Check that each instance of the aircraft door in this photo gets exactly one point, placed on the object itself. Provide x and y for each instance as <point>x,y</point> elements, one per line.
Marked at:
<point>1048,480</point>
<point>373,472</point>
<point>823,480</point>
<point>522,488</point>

» THE PROBLEM:
Repeat the data in full, keeping each word exactly as it is.

» ANSWER AREA:
Check that each instance of the aircraft door in this photo gets exactly one point, placed on the object itself. Provide x and y for each instance as <point>x,y</point> elements, one per line.
Marked at:
<point>1048,480</point>
<point>373,472</point>
<point>823,480</point>
<point>522,488</point>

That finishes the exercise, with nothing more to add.